+++ RECORDS PROVIDED +++
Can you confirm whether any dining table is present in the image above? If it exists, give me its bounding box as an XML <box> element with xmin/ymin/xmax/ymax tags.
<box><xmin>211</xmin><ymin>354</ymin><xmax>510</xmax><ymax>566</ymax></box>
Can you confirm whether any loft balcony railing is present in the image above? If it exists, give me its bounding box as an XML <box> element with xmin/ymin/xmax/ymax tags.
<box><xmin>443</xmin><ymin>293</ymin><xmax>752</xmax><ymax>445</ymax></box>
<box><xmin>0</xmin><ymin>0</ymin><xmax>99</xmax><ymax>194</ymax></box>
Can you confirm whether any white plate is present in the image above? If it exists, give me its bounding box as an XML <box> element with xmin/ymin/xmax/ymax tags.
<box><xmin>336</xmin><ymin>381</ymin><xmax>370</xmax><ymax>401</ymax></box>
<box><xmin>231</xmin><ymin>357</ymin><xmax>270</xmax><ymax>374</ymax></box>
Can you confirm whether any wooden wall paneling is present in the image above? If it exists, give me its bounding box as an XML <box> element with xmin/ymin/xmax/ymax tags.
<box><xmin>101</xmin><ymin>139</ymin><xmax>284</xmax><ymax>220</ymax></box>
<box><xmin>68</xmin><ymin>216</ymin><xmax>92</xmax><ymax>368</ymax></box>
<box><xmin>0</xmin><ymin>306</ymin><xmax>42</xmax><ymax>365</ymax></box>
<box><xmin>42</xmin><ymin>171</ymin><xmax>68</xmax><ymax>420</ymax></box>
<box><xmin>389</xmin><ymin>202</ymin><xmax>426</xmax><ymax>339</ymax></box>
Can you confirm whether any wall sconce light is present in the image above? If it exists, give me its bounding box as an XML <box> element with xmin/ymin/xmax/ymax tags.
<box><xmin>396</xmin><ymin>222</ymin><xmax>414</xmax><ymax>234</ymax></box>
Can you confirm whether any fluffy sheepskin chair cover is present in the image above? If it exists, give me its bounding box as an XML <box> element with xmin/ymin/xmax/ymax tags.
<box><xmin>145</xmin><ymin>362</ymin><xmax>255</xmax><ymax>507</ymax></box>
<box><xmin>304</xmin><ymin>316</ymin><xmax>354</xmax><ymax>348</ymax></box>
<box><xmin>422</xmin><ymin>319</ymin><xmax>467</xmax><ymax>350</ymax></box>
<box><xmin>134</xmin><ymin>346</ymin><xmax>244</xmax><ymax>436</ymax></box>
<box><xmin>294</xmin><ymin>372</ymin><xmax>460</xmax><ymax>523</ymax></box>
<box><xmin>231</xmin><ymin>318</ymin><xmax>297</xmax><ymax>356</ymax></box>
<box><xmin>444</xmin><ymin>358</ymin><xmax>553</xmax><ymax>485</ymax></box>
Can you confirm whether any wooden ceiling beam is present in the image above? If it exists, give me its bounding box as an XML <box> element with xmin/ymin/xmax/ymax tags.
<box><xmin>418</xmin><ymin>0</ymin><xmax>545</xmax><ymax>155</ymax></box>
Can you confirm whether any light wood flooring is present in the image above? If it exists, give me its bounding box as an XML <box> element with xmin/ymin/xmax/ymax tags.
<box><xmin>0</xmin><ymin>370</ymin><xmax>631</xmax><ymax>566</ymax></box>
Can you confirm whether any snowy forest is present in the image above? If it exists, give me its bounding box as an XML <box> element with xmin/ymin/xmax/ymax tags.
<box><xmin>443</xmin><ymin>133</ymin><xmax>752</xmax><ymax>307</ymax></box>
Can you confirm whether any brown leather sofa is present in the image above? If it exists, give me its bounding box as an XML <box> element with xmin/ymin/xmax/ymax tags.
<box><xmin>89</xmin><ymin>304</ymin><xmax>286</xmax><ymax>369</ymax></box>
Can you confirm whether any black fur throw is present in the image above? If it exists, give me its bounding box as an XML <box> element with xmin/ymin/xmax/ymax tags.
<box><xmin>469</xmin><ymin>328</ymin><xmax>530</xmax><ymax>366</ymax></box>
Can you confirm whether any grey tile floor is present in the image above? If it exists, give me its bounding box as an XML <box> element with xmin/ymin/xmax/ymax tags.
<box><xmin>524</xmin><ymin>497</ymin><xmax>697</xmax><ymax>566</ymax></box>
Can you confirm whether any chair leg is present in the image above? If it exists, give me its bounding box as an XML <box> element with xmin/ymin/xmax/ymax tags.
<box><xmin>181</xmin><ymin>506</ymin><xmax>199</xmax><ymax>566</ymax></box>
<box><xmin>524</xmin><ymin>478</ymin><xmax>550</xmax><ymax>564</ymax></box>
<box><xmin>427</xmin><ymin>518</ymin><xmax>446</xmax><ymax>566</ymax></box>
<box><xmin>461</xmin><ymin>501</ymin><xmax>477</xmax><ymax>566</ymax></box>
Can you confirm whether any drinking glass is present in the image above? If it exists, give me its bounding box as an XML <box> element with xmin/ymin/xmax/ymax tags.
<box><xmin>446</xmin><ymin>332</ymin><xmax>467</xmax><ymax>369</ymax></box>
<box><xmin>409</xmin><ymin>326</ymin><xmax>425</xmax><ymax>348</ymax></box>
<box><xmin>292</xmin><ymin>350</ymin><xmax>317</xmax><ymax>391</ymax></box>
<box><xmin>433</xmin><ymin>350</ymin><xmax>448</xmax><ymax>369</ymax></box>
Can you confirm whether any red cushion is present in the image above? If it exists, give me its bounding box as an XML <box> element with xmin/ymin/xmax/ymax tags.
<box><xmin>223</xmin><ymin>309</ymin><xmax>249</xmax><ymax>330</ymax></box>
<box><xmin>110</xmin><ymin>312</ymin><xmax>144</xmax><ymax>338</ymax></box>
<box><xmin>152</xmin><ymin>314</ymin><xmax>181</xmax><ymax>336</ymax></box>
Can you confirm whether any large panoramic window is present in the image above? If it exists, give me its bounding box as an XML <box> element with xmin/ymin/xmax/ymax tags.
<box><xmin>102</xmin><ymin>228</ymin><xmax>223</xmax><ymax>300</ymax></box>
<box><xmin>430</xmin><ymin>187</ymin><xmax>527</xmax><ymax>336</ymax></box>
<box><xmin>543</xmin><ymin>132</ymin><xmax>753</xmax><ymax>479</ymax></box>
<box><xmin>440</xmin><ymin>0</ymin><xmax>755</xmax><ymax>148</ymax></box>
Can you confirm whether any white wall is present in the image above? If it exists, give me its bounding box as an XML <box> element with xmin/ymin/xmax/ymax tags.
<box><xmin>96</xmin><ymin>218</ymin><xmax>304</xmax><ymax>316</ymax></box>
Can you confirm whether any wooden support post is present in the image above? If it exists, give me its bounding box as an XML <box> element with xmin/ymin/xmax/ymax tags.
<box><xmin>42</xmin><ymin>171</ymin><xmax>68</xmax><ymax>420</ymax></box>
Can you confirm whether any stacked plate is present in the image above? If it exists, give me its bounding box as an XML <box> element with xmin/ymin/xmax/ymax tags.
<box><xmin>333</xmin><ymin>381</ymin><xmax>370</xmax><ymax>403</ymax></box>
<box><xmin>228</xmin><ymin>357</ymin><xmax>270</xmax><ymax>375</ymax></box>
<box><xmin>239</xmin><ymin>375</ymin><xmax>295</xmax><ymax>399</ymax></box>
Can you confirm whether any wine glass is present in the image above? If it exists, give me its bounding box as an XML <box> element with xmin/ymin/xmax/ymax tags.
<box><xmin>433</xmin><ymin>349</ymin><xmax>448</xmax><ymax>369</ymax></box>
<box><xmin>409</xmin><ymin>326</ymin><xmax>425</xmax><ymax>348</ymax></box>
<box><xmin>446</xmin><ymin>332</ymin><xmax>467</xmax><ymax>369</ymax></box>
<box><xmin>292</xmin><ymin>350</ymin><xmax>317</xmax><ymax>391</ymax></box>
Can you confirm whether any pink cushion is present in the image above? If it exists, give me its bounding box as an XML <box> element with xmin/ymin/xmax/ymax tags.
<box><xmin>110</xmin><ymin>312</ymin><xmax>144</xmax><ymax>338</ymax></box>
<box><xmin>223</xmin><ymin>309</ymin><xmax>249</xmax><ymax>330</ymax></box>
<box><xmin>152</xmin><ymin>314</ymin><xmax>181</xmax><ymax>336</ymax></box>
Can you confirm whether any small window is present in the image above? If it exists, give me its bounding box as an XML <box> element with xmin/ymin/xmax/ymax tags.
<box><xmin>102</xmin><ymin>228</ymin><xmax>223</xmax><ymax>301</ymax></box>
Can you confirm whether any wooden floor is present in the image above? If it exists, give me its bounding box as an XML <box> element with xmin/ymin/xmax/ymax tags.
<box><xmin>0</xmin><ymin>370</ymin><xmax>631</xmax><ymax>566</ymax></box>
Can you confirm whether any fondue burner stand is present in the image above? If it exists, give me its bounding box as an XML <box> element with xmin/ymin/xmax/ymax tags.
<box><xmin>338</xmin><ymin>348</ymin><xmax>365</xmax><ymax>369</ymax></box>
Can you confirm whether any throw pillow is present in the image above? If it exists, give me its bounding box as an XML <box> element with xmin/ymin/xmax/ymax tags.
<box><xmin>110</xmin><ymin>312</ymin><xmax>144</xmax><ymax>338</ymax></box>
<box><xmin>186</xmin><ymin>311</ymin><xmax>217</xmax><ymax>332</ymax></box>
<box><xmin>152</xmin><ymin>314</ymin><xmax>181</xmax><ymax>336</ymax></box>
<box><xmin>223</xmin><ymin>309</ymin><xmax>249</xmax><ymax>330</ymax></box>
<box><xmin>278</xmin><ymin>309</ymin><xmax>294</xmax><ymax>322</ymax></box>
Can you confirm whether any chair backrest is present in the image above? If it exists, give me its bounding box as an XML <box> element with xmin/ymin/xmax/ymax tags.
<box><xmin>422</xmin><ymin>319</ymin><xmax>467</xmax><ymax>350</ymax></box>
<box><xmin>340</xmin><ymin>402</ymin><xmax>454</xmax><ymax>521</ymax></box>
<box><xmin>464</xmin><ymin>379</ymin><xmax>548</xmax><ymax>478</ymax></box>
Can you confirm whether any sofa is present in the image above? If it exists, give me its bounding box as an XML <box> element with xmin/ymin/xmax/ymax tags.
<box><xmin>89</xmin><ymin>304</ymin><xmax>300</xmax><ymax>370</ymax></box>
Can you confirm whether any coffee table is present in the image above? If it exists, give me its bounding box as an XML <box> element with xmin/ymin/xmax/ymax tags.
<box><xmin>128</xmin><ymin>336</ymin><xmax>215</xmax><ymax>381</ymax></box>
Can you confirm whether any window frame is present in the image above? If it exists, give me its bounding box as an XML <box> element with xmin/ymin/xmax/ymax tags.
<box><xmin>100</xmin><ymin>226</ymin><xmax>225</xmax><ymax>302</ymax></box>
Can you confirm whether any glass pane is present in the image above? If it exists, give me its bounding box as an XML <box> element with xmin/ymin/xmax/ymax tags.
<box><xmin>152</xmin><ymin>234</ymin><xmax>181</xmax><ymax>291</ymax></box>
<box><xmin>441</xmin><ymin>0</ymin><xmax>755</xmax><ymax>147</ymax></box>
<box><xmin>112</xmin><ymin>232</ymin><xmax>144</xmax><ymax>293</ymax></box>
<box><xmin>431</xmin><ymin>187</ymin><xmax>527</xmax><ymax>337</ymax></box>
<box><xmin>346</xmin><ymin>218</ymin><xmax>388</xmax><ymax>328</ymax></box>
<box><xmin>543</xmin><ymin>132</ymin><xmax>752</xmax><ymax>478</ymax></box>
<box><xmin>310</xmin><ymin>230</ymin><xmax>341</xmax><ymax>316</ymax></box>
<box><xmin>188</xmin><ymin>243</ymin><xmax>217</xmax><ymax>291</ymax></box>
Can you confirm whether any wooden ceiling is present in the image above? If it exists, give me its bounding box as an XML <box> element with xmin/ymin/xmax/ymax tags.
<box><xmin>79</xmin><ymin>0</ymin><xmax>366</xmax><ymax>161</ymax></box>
+++
§ **WHAT TO PRODUCE**
Which lines in the entries above contain the string "plate", with case counting? Copy each of those lines and leave out the rest.

§ **ANSWER BELOW**
Can you confirm whether any white plate is present in the image above? If it exists, give me its bounding box as an XML <box> element with xmin/ymin/xmax/ymax tags.
Can you confirm whether any stacked plate is present in the image above? If it exists, give me its bounding box as an XML <box> element with xmin/ymin/xmax/ymax tags.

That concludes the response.